PASSAGE FOR REVIEW —

September 1945, one week after Hershel's father was released from a Russian prison

After reuniting, the Grinblats boarded a cattle car on a train bound for the American-controlled zone in Austria at the end of World War II. The family spent five years in two displaced persons (DP) camps run by the U.S. Army. Again they shared close quarters with other refugees – just as they had in the caves for the first year of Grischa’s life. Even so, their lives began to blossom. Hundreds of children enjoyed playing together in the DP camps. Adults recreated their lives as bakers, cantors and shopkeepers.

Grischa outside the barracks at one of the DP camps in Austria

With his brood safe, Tolek set out by bicycle for different DP camps. He longed to find any news about other family members. He discovered that his entire family, including 15 sisters, had died in the gas chambers of Majdanek, a concentration camp on the outskirts of Lublin. Manya’s parents, brothers and families had perished at Babi Yar, a ravine near Kiev where an estimated 100,000 Jews, gypsies, Communists and Soviet prisoners of war were massacred. Two sisters made it to Israel.

SUPPLIED RECORDS —
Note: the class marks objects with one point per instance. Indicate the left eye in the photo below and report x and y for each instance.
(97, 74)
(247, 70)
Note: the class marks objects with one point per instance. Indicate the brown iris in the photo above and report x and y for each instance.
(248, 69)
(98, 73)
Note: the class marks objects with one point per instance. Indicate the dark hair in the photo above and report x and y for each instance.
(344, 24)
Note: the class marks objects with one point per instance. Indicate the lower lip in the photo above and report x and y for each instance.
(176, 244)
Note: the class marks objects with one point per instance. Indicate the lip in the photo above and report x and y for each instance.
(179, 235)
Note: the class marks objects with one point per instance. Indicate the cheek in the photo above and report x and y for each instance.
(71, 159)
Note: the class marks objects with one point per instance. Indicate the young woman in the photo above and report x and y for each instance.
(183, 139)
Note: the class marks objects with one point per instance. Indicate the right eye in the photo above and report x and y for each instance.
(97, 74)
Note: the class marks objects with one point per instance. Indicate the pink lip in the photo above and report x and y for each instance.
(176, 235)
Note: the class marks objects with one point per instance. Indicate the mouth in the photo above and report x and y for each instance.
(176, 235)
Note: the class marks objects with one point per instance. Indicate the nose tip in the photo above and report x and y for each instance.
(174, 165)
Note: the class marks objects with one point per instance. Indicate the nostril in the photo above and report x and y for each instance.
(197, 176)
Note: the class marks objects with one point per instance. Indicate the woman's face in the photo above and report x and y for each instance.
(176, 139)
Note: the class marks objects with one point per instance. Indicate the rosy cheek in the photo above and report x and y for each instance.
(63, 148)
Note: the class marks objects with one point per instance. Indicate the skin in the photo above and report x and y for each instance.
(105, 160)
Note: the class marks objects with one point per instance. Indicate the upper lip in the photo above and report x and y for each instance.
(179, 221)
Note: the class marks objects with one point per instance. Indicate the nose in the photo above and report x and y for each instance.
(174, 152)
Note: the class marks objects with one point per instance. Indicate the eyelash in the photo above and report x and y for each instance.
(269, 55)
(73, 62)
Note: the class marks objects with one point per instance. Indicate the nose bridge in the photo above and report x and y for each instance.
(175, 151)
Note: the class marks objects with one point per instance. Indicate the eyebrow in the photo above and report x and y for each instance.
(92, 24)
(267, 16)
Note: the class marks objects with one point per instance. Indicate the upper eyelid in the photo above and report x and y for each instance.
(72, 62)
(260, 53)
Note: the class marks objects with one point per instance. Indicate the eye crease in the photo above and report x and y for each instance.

LIST OF TASKS —
1. Repeat the section of the Grinblat family passage word for word, starting at "Grischa outside the" and ending at "it to Israel.".
2. According to the Grinblat family passage, how many years did the family spend in displaced persons camps?

RESPONSE LIST —
1.
Grischa outside the barracks at one of the DP camps in Austria

With his brood safe, Tolek set out by bicycle for different DP camps. He longed to find any news about other family members. He discovered that his entire family, including 15 sisters, had died in the gas chambers of Majdanek, a concentration camp on the outskirts of Lublin. Manya’s parents, brothers and families had perished at Babi Yar, a ravine near Kiev where an estimated 100,000 Jews, gypsies, Communists and Soviet prisoners of war were massacred. Two sisters made it to Israel.

2. Five years.